[Begin Items]

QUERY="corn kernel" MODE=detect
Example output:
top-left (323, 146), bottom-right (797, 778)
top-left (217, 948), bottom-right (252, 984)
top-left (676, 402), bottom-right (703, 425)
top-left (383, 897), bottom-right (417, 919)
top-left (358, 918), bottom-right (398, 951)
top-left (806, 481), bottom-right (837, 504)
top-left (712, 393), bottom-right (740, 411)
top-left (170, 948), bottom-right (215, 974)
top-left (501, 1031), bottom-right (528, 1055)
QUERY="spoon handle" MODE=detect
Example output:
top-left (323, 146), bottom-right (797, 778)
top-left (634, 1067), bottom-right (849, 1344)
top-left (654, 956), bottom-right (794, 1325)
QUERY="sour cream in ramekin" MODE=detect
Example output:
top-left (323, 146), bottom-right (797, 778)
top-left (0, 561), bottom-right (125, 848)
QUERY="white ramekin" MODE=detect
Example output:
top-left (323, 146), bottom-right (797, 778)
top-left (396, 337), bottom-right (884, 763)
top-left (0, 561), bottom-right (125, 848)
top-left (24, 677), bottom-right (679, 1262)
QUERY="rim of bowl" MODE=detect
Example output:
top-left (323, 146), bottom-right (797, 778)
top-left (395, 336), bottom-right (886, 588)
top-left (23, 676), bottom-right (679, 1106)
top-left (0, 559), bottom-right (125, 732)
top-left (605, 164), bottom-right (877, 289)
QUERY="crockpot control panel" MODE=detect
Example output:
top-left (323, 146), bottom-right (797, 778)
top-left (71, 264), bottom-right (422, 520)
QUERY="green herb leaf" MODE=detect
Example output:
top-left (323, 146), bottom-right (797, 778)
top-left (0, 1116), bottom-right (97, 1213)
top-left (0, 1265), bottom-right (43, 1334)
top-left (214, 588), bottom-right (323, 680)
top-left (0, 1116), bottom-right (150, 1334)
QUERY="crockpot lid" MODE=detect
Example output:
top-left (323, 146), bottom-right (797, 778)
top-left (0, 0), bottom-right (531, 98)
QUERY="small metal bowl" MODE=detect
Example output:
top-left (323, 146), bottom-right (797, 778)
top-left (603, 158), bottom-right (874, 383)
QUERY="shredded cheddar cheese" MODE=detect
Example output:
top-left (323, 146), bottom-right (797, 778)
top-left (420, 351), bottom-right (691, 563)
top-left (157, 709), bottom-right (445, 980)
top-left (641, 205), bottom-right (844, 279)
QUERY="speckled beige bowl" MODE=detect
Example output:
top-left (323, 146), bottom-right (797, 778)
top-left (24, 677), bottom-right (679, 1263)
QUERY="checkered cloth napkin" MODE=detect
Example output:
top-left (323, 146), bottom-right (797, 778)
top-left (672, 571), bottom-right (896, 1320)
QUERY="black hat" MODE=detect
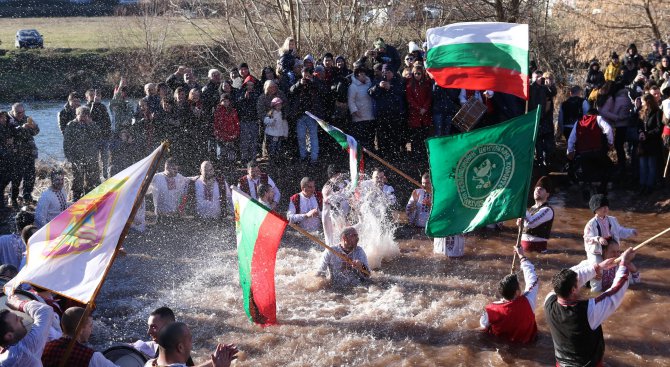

[End Items]

### What you have to do
Render every line of the records above as a numbered list, skipping blank lines. Leave the pictures out of your answer.

### Expected answer
1. QUERY="corn kernel" MODE=detect
2. Example output:
3. top-left (323, 146), bottom-right (797, 778)
4. top-left (217, 948), bottom-right (252, 984)
5. top-left (676, 402), bottom-right (703, 425)
6. top-left (383, 897), bottom-right (417, 919)
7. top-left (358, 918), bottom-right (398, 951)
8. top-left (806, 481), bottom-right (837, 504)
9. top-left (712, 393), bottom-right (740, 411)
10. top-left (170, 948), bottom-right (215, 974)
11. top-left (501, 1031), bottom-right (528, 1055)
12. QUERY="spoon handle" MODE=detect
13. Example output:
14. top-left (323, 146), bottom-right (797, 778)
15. top-left (634, 1067), bottom-right (849, 1344)
16. top-left (654, 956), bottom-right (794, 1325)
17. QUERY="sour cream in ramekin" MODE=detect
18. Example output:
19. top-left (323, 146), bottom-right (797, 778)
20. top-left (0, 561), bottom-right (125, 848)
21. QUERY="white ramekin" MODE=detect
22. Example output:
23. top-left (323, 146), bottom-right (797, 778)
24. top-left (396, 337), bottom-right (884, 763)
25. top-left (0, 561), bottom-right (125, 848)
26. top-left (24, 677), bottom-right (679, 1262)
27. QUERY="rim of bowl" MODE=detect
28. Example output:
29. top-left (323, 146), bottom-right (797, 778)
30. top-left (395, 336), bottom-right (886, 588)
31. top-left (23, 676), bottom-right (679, 1106)
32. top-left (0, 559), bottom-right (125, 732)
33. top-left (605, 164), bottom-right (877, 289)
34. QUERY="crockpot control panel" MODE=detect
35. Example output:
36. top-left (323, 146), bottom-right (797, 778)
37. top-left (71, 264), bottom-right (422, 520)
38. QUERY="green herb leaf" MODE=detect
39. Example output:
40. top-left (323, 146), bottom-right (797, 778)
41. top-left (0, 1116), bottom-right (97, 1213)
42. top-left (0, 1265), bottom-right (43, 1334)
43. top-left (214, 588), bottom-right (323, 680)
44. top-left (0, 1116), bottom-right (150, 1334)
45. QUERY="crockpot lid" MODE=detect
46. Example output:
47. top-left (323, 146), bottom-right (797, 778)
48. top-left (0, 0), bottom-right (531, 98)
49. QUERY="small metal bowl" MODE=detect
50. Example output:
51. top-left (323, 146), bottom-right (797, 778)
52. top-left (603, 158), bottom-right (874, 383)
53. QUERY="shredded cheddar cheese" MODE=detect
54. Example output:
55. top-left (323, 146), bottom-right (797, 778)
56. top-left (420, 351), bottom-right (691, 563)
57. top-left (157, 709), bottom-right (445, 980)
58. top-left (641, 205), bottom-right (844, 279)
59. QUERY="speckled beige bowl" MODE=detect
60. Example output:
61. top-left (323, 146), bottom-right (797, 778)
62. top-left (24, 677), bottom-right (679, 1263)
63. QUERY="checkered cloth napkin" MODE=detect
64. Example output:
65. top-left (323, 146), bottom-right (797, 778)
66. top-left (672, 571), bottom-right (896, 1320)
67. QUERY="black hat" MODE=detect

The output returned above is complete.